> Written instruction: Report every line of the material below that contains the string "dress".

══════════

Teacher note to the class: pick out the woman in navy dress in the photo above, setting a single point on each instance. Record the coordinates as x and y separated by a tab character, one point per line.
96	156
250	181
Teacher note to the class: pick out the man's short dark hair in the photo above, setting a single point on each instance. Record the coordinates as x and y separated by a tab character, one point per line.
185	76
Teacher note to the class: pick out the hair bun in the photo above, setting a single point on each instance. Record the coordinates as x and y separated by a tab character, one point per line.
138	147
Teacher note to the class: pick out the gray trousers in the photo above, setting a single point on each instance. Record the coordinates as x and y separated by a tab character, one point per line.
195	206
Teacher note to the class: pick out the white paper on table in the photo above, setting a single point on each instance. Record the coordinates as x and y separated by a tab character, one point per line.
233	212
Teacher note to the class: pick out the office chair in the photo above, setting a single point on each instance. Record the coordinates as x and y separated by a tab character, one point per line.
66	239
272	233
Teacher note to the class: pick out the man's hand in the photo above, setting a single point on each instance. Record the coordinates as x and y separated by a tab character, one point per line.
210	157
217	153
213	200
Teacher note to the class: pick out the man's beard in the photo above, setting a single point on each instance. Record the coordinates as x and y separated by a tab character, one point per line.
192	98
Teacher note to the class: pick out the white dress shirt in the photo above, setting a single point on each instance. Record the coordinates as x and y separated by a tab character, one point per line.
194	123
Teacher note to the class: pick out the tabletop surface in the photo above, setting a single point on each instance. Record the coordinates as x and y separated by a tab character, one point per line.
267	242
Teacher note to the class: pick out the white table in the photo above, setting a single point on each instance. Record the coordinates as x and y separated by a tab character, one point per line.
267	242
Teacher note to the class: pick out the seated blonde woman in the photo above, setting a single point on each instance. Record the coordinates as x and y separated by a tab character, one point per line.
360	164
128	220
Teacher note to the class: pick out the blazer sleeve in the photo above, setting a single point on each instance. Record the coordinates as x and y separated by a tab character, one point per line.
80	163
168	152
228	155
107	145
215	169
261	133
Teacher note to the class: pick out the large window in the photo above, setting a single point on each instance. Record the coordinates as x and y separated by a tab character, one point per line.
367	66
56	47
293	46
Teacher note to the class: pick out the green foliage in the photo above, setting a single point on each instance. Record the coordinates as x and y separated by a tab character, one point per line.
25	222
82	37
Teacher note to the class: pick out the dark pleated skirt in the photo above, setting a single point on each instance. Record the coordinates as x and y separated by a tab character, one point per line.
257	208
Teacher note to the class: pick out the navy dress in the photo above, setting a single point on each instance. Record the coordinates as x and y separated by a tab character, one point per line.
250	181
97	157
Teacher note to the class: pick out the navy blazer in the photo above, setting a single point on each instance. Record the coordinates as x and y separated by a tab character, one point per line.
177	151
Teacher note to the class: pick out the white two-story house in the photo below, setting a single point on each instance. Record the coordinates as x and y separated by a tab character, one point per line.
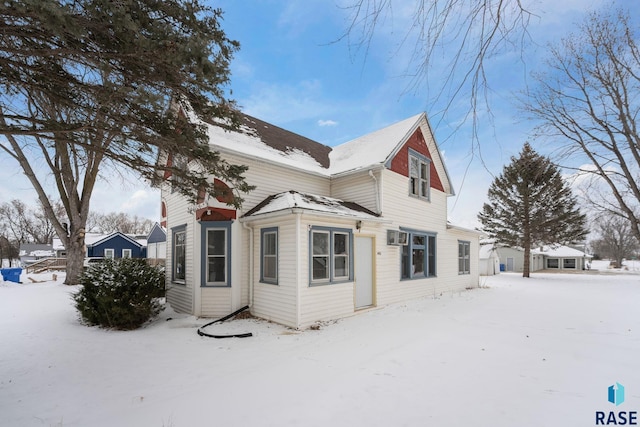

══════════

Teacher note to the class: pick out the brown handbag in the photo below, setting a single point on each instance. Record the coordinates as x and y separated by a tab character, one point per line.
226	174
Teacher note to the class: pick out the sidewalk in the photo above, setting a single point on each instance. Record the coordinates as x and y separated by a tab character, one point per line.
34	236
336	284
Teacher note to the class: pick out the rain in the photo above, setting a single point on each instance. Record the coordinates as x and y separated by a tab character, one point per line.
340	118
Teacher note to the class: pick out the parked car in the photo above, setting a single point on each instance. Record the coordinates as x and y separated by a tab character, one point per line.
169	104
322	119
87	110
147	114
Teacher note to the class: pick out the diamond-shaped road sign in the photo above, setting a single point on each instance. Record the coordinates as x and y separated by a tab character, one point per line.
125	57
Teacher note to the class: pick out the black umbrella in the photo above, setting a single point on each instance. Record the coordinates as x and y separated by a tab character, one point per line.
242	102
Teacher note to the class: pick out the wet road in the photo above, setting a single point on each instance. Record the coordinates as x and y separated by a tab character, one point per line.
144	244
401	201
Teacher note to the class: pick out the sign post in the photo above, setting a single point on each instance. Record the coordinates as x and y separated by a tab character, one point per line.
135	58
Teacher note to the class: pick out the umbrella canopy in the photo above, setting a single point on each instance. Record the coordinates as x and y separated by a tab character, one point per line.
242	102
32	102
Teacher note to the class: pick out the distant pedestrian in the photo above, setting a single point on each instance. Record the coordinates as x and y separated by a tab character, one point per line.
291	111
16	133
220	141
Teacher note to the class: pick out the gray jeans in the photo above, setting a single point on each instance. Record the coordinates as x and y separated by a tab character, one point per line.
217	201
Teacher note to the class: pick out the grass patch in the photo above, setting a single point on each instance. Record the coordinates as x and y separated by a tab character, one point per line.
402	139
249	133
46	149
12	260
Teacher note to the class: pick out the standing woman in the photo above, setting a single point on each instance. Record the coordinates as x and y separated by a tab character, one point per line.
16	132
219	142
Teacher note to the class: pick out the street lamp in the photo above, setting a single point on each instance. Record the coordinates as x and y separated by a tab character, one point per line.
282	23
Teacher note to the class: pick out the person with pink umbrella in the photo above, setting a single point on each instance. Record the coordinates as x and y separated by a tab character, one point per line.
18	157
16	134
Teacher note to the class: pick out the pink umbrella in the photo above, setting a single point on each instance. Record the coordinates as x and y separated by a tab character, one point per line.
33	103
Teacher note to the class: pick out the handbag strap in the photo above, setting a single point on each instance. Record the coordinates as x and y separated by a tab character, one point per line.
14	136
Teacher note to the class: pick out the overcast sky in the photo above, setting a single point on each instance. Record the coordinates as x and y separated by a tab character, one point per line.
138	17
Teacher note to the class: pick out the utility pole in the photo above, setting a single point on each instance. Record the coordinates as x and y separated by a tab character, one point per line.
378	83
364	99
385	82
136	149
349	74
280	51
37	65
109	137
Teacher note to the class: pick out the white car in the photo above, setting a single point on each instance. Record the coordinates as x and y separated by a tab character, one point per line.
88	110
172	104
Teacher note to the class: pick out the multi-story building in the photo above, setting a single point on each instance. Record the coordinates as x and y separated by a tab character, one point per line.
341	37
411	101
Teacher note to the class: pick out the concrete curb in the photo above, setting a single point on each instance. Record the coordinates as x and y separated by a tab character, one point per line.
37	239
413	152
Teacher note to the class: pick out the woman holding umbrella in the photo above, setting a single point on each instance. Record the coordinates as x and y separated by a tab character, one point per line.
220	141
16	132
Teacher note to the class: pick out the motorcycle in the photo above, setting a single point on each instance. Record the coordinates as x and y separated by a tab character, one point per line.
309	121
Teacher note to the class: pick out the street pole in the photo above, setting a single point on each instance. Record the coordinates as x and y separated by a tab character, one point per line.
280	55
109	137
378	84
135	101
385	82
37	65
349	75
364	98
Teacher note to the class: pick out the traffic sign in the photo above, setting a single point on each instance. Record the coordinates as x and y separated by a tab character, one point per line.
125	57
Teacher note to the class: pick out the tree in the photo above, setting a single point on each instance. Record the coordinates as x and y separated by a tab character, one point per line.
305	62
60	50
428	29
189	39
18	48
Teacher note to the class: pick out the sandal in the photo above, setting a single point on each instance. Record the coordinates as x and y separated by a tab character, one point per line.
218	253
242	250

══════════

> Final result:
Teacher note to the class: pick out the woman in navy dress in the photo above, setting a single point on each instance. Record the coordinates as x and y separated by a tab character, one point per line.
Teacher note to the class: pick out the white dress shirt in the photo above, setting a single point on each instance. Record the coordinates as x and y separated by a tab character, one point per line.
Teacher note to the class: pick out the navy dress in the photo above, setting a single point on each instance. Record the coordinates as x and y separated by a tab character, one point per line.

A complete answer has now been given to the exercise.